The End of an Era as High Street Giants Topple
Despite the bad news assailing the retail sector over the last year, and the continuing lockdowns hitting high street brands hard as consumers switched to ordering online, there was always a sense of hope that things would eventually go back to “normal”. There are certain mainstays of the high street that have always seemed untouchable – pillars of the sector which would outlast any crisis. And yet now it seems we are facing a future without Debenhams, a retail giant which has been a constant presence on our high street for over 200 years
There was hope up until last week that talks with JD Sports would reach a purchase deal with the department store which declared insolvency in April, however news of the Arcadia Group (another retail colossus, and Debenham's largest concession holder) declaring administration has dealt the final blow to the last minute rescue talks. Arcadia itself, with brands such as Topshop, Miss Selfridge and Dorothy Perkins among others, has been one of the backbones of the high street since the 70's – could we really be facing a future without so many retailers we know and love?
Perhaps this future was inevitable. As online shopping becomes ever easier and more interactive, retailers which concentrate on physical stores over e-commerce are bound to be at a disadvantage. High rents and overheads coupled with the ongoing price war with e-commerce brands has meant that physical stores have long been achieving lower profit margins than they would have previously enjoyed. But whereas we may have expected the high street to evolve slowly over the next couple of decades, with retailers reducing the number of physical stores and expanding their online offering to adapt to consumer trends, 2020 has forced decades of evolution into just a few painful months. Consumers were already getting bored of the cookie cutter town centres and retail destinations, all boasting the same stores and unimaginative product offerings. In recent years there has been a noticeable trend towards retail premises being converted into restaurant chains as consumers look for a more original and interactive shopping experience. Coupled with growing consumer distaste for major corporations and a move to prioritising “slow fashion”, independent stores offering unusual or exclusive products may yet be the high street of the future.
With news of a vaccine roll-out as early as next week, the end of the Coronavirus crisis is finally on the horizon. But the news comes too late for Debenhams, and perhaps even the Arcadia Group, as we look towards a future in retail quite different to that which we were used to. According to a recent Whistl survey, 42% of online consumers say they have no intention of returning to the high street, declaring online shopping as their preferred choice thanks to its speed and variety. If retailers are to entice people to once more visit their brick and mortar stores, the only option is to prioritise the retail experience - consumers are crying out for entertainment, uniqueness, a break from the norm. Perhaps a varied, independent retail sector wouldn't be such a bad thing after all?

→ **Supplied information**:

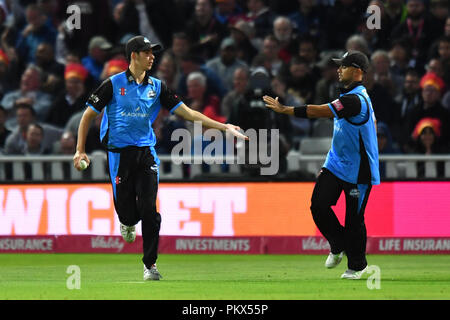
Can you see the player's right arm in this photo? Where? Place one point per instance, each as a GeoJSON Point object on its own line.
{"type": "Point", "coordinates": [95, 104]}
{"type": "Point", "coordinates": [344, 107]}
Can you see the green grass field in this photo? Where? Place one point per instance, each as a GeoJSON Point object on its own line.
{"type": "Point", "coordinates": [217, 277]}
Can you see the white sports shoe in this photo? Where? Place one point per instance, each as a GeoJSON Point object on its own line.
{"type": "Point", "coordinates": [333, 260]}
{"type": "Point", "coordinates": [128, 233]}
{"type": "Point", "coordinates": [352, 274]}
{"type": "Point", "coordinates": [152, 273]}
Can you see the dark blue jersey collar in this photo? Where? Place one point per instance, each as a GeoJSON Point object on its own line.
{"type": "Point", "coordinates": [147, 79]}
{"type": "Point", "coordinates": [351, 87]}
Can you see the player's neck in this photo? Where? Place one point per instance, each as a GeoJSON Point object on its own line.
{"type": "Point", "coordinates": [137, 73]}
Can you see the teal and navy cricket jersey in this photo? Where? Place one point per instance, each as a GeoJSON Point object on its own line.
{"type": "Point", "coordinates": [131, 109]}
{"type": "Point", "coordinates": [353, 156]}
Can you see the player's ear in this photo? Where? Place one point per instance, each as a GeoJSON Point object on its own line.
{"type": "Point", "coordinates": [133, 56]}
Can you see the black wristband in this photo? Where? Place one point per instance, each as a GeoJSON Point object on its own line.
{"type": "Point", "coordinates": [300, 112]}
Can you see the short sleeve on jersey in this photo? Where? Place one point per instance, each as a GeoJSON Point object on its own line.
{"type": "Point", "coordinates": [169, 100]}
{"type": "Point", "coordinates": [101, 96]}
{"type": "Point", "coordinates": [346, 106]}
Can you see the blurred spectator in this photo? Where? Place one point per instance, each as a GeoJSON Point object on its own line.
{"type": "Point", "coordinates": [435, 66]}
{"type": "Point", "coordinates": [260, 16]}
{"type": "Point", "coordinates": [34, 141]}
{"type": "Point", "coordinates": [396, 10]}
{"type": "Point", "coordinates": [300, 126]}
{"type": "Point", "coordinates": [383, 75]}
{"type": "Point", "coordinates": [113, 67]}
{"type": "Point", "coordinates": [36, 32]}
{"type": "Point", "coordinates": [299, 79]}
{"type": "Point", "coordinates": [240, 84]}
{"type": "Point", "coordinates": [268, 58]}
{"type": "Point", "coordinates": [8, 74]}
{"type": "Point", "coordinates": [200, 100]}
{"type": "Point", "coordinates": [244, 37]}
{"type": "Point", "coordinates": [418, 29]}
{"type": "Point", "coordinates": [191, 63]}
{"type": "Point", "coordinates": [156, 20]}
{"type": "Point", "coordinates": [399, 56]}
{"type": "Point", "coordinates": [50, 9]}
{"type": "Point", "coordinates": [283, 31]}
{"type": "Point", "coordinates": [382, 101]}
{"type": "Point", "coordinates": [206, 31]}
{"type": "Point", "coordinates": [226, 63]}
{"type": "Point", "coordinates": [96, 19]}
{"type": "Point", "coordinates": [377, 38]}
{"type": "Point", "coordinates": [409, 100]}
{"type": "Point", "coordinates": [307, 50]}
{"type": "Point", "coordinates": [439, 12]}
{"type": "Point", "coordinates": [357, 42]}
{"type": "Point", "coordinates": [72, 99]}
{"type": "Point", "coordinates": [167, 70]}
{"type": "Point", "coordinates": [4, 132]}
{"type": "Point", "coordinates": [25, 114]}
{"type": "Point", "coordinates": [307, 19]}
{"type": "Point", "coordinates": [432, 87]}
{"type": "Point", "coordinates": [30, 85]}
{"type": "Point", "coordinates": [427, 140]}
{"type": "Point", "coordinates": [54, 71]}
{"type": "Point", "coordinates": [66, 146]}
{"type": "Point", "coordinates": [385, 144]}
{"type": "Point", "coordinates": [341, 22]}
{"type": "Point", "coordinates": [444, 56]}
{"type": "Point", "coordinates": [98, 50]}
{"type": "Point", "coordinates": [181, 46]}
{"type": "Point", "coordinates": [447, 27]}
{"type": "Point", "coordinates": [227, 11]}
{"type": "Point", "coordinates": [251, 113]}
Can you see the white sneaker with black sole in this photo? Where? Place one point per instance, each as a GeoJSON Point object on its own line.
{"type": "Point", "coordinates": [333, 260]}
{"type": "Point", "coordinates": [128, 233]}
{"type": "Point", "coordinates": [152, 273]}
{"type": "Point", "coordinates": [353, 274]}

→ **Exercise description**: Print everything in the high street article from "With news of" down to "thing after all?".

→ **Response to this exercise**:
With news of a vaccine roll-out as early as next week, the end of the Coronavirus crisis is finally on the horizon. But the news comes too late for Debenhams, and perhaps even the Arcadia Group, as we look towards a future in retail quite different to that which we were used to. According to a recent Whistl survey, 42% of online consumers say they have no intention of returning to the high street, declaring online shopping as their preferred choice thanks to its speed and variety. If retailers are to entice people to once more visit their brick and mortar stores, the only option is to prioritise the retail experience - consumers are crying out for entertainment, uniqueness, a break from the norm. Perhaps a varied, independent retail sector wouldn't be such a bad thing after all?